• **Текст для чтения**:
----------
Нестеров - Сергей Дурылин
Шрифт:
Интервал:
Закладка:
Сергий представлен стоящим на пороге своей убогой кельи (слева у самого края картины). У ног его ласково изогнулся огромный медведь. Глаза Сергия устремлены к небу. Эскиз по размерам продолговат, и фигура Сергия поставлена так, что окружающая лесная тишь его не объемлет сверху, снизу, с боков, как на втором эскизе и на картине. Этот эскиз Нестеров показывал Третьякову, и он Павлу Михайловичу понравился, но сам Нестеров вскоре к нему охладел.[14]
Картина была замыслена теперь по другому эскизу. Эскиз по размерам приблизился к квадрату. Лес и церковка остались почти те же, но боковой кельи нет и следа.
----------
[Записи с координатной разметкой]

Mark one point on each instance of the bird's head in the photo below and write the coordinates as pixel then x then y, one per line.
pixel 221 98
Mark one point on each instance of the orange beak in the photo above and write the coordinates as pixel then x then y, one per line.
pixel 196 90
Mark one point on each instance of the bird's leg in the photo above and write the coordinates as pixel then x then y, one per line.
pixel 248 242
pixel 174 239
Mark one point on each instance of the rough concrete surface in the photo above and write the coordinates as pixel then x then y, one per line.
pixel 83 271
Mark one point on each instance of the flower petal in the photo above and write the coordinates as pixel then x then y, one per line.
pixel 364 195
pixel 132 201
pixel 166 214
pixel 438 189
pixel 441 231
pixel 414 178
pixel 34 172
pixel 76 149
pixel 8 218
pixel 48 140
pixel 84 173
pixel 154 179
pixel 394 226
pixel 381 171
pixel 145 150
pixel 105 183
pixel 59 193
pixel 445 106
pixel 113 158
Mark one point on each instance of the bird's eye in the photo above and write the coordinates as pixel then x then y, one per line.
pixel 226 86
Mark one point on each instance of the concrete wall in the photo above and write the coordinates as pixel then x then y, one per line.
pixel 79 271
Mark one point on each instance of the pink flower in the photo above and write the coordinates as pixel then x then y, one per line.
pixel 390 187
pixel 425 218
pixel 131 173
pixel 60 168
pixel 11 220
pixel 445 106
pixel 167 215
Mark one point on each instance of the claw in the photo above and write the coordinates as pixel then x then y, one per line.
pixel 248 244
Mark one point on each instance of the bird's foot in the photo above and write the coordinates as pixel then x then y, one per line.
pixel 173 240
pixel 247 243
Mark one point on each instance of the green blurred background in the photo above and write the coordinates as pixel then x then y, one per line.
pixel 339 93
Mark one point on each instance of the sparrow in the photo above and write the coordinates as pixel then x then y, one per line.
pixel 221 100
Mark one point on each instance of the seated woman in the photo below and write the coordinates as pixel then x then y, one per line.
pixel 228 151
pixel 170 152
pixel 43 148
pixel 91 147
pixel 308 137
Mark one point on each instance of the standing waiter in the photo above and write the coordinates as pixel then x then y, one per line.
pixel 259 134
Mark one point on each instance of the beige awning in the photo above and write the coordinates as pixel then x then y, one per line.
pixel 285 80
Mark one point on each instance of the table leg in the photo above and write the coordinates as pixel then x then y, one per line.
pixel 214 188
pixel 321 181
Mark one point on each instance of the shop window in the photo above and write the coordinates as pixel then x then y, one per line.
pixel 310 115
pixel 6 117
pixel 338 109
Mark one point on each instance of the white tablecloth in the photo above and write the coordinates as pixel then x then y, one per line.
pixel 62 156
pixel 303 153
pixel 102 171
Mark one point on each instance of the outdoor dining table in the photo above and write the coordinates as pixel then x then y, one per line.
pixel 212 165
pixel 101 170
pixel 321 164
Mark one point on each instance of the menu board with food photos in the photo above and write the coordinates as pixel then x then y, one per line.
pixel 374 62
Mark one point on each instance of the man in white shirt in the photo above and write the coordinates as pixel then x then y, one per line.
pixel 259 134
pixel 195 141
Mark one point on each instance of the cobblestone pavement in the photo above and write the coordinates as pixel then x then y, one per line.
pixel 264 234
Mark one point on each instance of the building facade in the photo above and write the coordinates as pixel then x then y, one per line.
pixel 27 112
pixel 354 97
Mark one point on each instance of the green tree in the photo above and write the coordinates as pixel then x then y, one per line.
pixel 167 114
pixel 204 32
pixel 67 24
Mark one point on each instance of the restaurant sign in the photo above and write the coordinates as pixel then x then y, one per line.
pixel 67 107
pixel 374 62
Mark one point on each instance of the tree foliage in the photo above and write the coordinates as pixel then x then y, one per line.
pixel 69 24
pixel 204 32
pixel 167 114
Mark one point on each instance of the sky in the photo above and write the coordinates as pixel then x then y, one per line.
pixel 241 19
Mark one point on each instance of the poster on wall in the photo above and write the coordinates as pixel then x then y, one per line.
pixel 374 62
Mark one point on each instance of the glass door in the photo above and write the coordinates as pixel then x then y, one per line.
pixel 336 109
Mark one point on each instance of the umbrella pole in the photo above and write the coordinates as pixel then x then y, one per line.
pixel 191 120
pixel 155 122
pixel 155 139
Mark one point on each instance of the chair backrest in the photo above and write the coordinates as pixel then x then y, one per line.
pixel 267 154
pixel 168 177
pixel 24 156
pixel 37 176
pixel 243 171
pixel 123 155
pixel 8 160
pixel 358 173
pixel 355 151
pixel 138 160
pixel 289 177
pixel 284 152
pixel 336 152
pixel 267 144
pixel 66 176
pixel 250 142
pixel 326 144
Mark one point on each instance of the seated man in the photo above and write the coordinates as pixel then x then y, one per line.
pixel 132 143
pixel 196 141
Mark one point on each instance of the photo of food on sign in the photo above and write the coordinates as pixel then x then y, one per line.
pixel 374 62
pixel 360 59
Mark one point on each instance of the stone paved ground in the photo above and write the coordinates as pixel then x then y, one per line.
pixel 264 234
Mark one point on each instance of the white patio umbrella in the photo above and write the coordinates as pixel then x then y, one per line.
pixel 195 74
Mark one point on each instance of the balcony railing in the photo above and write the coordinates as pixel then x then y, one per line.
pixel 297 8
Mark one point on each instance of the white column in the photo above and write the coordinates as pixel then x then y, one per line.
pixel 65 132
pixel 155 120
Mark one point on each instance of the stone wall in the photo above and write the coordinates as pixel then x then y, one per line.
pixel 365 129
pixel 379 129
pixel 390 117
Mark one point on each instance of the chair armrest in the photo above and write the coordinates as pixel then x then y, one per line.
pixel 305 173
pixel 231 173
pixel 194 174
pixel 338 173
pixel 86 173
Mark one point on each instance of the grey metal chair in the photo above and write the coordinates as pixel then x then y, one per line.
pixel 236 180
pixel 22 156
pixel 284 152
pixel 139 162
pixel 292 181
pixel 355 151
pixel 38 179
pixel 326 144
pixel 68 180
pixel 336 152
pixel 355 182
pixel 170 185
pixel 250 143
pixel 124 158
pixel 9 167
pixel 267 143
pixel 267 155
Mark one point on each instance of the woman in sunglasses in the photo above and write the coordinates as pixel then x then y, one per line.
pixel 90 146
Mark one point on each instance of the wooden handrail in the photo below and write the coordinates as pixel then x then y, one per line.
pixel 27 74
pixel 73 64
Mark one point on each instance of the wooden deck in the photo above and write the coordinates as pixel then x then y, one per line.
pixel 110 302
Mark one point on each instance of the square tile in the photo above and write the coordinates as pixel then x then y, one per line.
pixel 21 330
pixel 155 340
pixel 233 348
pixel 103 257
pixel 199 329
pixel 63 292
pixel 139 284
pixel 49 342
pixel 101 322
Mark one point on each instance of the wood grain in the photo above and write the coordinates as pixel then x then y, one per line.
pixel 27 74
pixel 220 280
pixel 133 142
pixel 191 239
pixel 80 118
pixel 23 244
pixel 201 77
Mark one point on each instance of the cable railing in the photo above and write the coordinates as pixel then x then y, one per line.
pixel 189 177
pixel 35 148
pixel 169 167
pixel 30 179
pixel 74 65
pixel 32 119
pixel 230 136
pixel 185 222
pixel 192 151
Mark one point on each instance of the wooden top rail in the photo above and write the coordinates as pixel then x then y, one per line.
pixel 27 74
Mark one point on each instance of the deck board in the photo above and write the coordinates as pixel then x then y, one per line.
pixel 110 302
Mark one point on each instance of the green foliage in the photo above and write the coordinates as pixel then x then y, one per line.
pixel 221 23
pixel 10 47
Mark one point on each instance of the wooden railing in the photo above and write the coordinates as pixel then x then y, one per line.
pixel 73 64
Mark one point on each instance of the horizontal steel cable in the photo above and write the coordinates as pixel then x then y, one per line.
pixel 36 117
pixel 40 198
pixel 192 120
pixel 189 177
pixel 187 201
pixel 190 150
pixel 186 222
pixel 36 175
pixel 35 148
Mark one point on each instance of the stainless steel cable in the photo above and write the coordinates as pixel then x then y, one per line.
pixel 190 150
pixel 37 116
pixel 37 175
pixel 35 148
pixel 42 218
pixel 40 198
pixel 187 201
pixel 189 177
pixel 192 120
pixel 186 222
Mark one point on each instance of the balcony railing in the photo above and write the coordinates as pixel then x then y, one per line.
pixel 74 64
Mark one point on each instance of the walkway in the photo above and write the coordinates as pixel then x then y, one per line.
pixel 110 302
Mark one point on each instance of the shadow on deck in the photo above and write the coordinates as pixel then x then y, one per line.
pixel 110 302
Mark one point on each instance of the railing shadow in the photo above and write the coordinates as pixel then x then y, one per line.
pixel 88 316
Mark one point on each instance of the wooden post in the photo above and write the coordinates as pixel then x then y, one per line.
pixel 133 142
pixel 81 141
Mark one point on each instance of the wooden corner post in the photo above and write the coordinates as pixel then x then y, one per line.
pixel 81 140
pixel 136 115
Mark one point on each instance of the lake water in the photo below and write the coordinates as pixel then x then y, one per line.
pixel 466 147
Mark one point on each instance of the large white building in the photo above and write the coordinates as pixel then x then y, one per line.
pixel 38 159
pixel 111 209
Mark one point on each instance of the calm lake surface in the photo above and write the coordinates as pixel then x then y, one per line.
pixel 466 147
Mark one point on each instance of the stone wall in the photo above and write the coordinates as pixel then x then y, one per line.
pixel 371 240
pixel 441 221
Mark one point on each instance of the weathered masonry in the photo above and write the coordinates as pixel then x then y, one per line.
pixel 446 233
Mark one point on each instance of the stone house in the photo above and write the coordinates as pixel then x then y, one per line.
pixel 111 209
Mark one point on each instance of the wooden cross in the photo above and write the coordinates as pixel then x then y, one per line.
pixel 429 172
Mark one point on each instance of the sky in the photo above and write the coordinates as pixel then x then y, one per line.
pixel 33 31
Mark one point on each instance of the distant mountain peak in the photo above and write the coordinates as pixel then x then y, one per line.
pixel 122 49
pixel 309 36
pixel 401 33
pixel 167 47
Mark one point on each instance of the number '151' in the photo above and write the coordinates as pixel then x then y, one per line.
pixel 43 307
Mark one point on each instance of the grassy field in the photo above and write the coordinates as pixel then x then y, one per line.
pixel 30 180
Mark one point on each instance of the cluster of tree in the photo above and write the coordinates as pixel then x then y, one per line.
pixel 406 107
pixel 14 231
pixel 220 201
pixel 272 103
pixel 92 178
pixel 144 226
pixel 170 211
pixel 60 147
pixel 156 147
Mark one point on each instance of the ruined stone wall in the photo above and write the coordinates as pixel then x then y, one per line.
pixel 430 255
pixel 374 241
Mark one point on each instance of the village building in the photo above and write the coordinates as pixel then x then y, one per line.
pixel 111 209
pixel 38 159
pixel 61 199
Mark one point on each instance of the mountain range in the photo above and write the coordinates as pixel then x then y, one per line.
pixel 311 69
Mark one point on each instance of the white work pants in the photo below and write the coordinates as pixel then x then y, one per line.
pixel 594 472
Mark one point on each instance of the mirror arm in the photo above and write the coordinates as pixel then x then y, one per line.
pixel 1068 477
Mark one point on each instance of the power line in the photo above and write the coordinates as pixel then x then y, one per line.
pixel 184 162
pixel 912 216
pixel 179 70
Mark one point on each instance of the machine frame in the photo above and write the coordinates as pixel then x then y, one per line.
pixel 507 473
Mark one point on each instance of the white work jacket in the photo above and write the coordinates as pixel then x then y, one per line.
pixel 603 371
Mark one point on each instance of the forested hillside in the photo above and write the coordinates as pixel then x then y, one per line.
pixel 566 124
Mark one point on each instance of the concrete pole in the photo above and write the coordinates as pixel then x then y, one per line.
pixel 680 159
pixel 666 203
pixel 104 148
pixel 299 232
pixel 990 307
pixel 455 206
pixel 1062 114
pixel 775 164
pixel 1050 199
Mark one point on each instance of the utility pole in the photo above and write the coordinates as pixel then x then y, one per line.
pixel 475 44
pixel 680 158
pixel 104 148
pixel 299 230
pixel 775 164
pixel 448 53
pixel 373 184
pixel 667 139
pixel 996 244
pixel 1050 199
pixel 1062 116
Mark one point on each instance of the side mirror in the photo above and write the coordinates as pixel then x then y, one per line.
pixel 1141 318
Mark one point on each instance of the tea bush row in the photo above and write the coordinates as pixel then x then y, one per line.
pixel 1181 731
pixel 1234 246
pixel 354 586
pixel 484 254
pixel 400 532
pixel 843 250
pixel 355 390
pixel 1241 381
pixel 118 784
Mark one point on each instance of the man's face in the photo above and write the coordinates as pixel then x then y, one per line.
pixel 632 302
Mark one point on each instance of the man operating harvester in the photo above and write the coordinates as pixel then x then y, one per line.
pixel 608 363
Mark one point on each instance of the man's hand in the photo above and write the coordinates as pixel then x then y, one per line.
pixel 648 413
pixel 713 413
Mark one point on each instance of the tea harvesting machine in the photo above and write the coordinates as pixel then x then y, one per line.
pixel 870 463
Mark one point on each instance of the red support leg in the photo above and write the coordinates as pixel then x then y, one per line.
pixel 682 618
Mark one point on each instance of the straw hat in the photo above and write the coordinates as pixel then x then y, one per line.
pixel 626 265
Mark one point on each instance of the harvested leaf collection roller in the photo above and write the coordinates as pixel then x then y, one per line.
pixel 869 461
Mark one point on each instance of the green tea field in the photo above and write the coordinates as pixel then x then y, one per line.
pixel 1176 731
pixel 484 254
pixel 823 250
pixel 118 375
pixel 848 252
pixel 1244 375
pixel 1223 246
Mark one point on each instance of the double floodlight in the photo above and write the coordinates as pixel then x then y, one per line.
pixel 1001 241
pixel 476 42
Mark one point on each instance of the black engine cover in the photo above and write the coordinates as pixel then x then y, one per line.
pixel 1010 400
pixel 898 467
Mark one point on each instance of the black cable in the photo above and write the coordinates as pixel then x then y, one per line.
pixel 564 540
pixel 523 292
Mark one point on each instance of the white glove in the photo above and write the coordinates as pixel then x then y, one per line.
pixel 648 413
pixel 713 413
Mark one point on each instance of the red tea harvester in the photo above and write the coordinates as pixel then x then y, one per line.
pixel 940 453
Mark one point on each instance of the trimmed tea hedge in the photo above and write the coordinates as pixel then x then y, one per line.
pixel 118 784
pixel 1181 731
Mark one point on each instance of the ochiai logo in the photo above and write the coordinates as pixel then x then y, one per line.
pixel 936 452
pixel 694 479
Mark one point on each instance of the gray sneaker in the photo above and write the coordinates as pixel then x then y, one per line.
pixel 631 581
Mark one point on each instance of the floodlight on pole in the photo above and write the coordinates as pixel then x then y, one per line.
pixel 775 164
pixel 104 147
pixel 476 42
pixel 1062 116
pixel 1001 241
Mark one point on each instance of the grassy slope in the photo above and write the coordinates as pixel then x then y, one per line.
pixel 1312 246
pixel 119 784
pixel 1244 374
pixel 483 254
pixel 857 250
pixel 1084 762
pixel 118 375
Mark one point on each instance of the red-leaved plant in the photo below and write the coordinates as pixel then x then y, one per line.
----------
• **Письменное задание A**:
Проверьте, согласуются ли с текстом об эскизах Нестерова утверждения (i)–(iii). На каждое ответьте «да» или «нет» и дословно приведите решающие слова текста.
(i) На эскизе Сергий стоит на пороге своей кельи.
(ii) Эскиз с медведем не понравился Третьякову.
(iii) На новом эскизе сохранилась боковая келья.
• **Письменное задание B**: Выпишите из текста об эскизах Нестерова отрывок от «Нестеров - Сергей» до «нет и следа.».

• **Правильный ответ A**:
(i) Да: «Сергий представлен стоящим на пороге своей убогой кельи».
(ii) Нет: «он Павлу Михайловичу понравился».
(iii) Нет: «боковой кельи нет и следа».

• **Правильный ответ B**:
Нестеров - Сергей Дурылин
Шрифт:
Интервал:
Закладка:
Сергий представлен стоящим на пороге своей убогой кельи (слева у самого края картины). У ног его ласково изогнулся огромный медведь. Глаза Сергия устремлены к небу. Эскиз по размерам продолговат, и фигура Сергия поставлена так, что окружающая лесная тишь его не объемлет сверху, снизу, с боков, как на втором эскизе и на картине. Этот эскиз Нестеров показывал Третьякову, и он Павлу Михайловичу понравился, но сам Нестеров вскоре к нему охладел.[14]
Картина была замыслена теперь по другому эскизу. Эскиз по размерам приблизился к квадрату. Лес и церковка остались почти те же, но боковой кельи нет и следа.